*** BRANO DI LETTURA ***
Terza predica d'Avvento
tenute da padre Cantalamessa




«Razionalismo, secolarismo e scientismo ateo, contribuiscono
ad allontanare tanta parte della cultura moderna dal Vangelo»



Solo l’amore apre il cuore di chi fa
della ragione un idolo

S.C.

Padre Raniero Cantalamessa ha tenuto stamani nella Cappella Redemptoris Mater, in Vaticano, la sua terza ed ultima predica d’Avvento alla presenza del Papa e della famiglia pontificia. Il religioso cappuccino ha parlato del razionalismo, che insieme allo scientismo ateo e al secolarismo, contribuisce ad allontanare tanta parte della cultura moderna dal Vangelo.
*** DATI GREZZI ***
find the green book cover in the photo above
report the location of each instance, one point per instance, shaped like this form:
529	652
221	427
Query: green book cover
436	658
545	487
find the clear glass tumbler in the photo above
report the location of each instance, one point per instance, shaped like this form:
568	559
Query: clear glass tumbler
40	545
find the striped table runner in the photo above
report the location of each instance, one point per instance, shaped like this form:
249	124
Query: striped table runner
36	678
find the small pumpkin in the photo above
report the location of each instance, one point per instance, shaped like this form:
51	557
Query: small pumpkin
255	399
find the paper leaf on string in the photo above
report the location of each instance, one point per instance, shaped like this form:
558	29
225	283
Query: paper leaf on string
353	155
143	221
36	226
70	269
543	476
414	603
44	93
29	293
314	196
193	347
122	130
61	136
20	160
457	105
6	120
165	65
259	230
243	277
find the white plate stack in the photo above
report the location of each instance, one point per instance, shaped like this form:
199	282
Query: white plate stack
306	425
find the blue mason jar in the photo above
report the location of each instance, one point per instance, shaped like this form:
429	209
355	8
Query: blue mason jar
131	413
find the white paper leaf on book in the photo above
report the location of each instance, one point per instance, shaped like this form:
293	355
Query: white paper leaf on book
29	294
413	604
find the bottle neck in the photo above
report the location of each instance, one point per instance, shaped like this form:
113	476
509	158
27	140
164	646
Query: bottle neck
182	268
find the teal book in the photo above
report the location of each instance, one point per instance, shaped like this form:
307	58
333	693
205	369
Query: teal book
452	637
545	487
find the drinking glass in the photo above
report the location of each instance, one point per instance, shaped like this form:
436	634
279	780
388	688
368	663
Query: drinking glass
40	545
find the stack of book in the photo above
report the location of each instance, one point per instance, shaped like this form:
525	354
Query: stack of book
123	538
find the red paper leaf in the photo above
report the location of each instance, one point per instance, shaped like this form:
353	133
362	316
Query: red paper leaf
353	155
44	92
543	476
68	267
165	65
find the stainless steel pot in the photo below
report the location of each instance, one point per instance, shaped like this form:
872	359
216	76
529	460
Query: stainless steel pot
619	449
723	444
***
**RICHIESTA 1:** Traduci in inglese questa frase del brano sulla predica d'Avvento: "Il religioso cappuccino ha parlato del razionalismo, che insieme allo scientismo ateo e al secolarismo, contribuisce ad allontanare tanta parte della cultura moderna dal Vangelo."
**RICHIESTA 2:**
Rispondi alle seguenti domande sul brano sulla predica d'Avvento:
(a) Secondo il titolo, che cosa apre il cuore di chi fa della ragione un idolo?
(b) In quale cappella padre Raniero Cantalamessa ha tenuto la predica?
(c) Alla presenza di chi si è svolta la predica?
**RICHIESTA 3:** Prosegui il brano sulla predica d'Avvento a partire dall'ultima frase riportata.

**RISULTATO 1:** The Capuchin friar spoke about rationalism, which, together with atheistic scientism and secularism, contributes to distancing a large part of modern culture from the Gospel.

**RISULTATO 2:**
(a) Solo l'amore.
(b) Nella Cappella Redemptoris Mater, in Vaticano.
(c) Del Papa e della famiglia pontificia.

**RISULTATO 3:**
Di fronte a quanti fanno della ragione un vero e proprio idolo, il predicatore della Casa pontificia ha affermato che la strada migliore per annunciare Gesù, più che un argomentare razionale di senso opposto, è la concreta esperienza cristiana. Solo la testimonianza vissuta della carità può fare breccia nel cuore dei razionalisti.

“La verità – ha detto padre Cantalamessa citando il Beato Newman – è rimasta salda nel mondo non per virtù di un sistema, non grazie a libri o argomentazioni, non per merito del potere temporale, ma grazie all’influenza di uomini” che con la loro vita rendono visibile l’amore di Dio.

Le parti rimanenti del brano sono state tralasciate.